** start of EXTRACTED TEXT **
Last week I shared our front staircase and gallery wall. I mentioned in that post why it had taken me so long to share our front hallway, because the lighting was never good, with no windows or direct sunlight in that hallway, it always made for poor picture taking. Not to mention no matter how much I loved the color we painted the hallway when we first moved in, it just made matters worse. So today I’m going to share with you some before & after pictures, because who doesn’t like a good before & after?!
See what I mean. The lighting was/is terrible. I loved this grey/blue color, but it was just a case of the wrong color picked for this spot. Anyone else probably wouldn’t have even thought about it, but living with it day after day, it just always felt like this front part of our house was in a shadow. But you can see the start of my gallery wall. Yes those 7 frames is what I started with.
** end of EXTRACTED TEXT **
** start of INFORMATION SHOWN **
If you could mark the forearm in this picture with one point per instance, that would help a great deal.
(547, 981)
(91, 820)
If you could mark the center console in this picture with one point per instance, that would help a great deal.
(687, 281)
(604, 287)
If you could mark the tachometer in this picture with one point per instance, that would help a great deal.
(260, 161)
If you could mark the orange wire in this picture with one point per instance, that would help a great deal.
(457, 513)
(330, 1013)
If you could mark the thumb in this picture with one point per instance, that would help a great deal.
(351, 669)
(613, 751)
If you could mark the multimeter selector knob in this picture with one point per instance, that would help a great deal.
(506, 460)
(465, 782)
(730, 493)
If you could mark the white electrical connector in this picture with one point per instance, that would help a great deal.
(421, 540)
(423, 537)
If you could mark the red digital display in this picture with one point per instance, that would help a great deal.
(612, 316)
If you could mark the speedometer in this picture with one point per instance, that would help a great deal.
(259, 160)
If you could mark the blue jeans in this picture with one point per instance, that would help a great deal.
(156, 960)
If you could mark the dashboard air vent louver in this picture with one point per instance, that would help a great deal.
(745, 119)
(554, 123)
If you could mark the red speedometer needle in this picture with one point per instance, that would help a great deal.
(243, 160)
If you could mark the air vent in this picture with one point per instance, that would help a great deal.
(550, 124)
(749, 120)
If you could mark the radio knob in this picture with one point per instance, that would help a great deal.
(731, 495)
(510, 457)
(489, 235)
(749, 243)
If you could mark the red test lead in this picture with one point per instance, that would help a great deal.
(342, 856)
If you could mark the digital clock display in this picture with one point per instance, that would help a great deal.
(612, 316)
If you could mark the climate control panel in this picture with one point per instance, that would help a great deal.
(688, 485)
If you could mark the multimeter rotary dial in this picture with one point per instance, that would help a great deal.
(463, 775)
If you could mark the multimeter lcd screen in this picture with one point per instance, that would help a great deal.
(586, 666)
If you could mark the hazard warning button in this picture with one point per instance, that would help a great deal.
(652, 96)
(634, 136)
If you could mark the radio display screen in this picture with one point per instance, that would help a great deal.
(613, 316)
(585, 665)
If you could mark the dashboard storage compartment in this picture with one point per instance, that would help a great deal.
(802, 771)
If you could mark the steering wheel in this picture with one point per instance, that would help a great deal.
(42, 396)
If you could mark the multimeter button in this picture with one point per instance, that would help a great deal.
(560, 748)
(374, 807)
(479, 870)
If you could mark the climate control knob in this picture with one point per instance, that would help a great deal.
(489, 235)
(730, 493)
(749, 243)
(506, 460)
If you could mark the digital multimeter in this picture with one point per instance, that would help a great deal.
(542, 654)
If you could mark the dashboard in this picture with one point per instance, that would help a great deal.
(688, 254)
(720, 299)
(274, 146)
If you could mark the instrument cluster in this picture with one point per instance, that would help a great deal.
** end of INFORMATION SHOWN **
DIRECTIVES:
- A) What conditions does the hallway post say made the front hallway hard to photograph?
- B) In the hallway post, swap "terrible" for "awful" and write out the passage from "See what I mean." up to and including "I started with.".
- C) How many frames did the gallery wall start with, according to the hallway post?
None of the data is needed here.

ANSWERS PER TASK:
- A) No windows, no direct sunlight, and the grey/blue paint color.

- B)
See what I mean. The lighting was/is awful. I loved this grey/blue color, but it was just a case of the wrong color picked for this spot. Anyone else probably wouldn’t have even thought about it, but living with it day after day, it just always felt like this front part of our house was in a shadow. But you can see the start of my gallery wall. Yes those 7 frames is what I started with.

- C) 7 frames.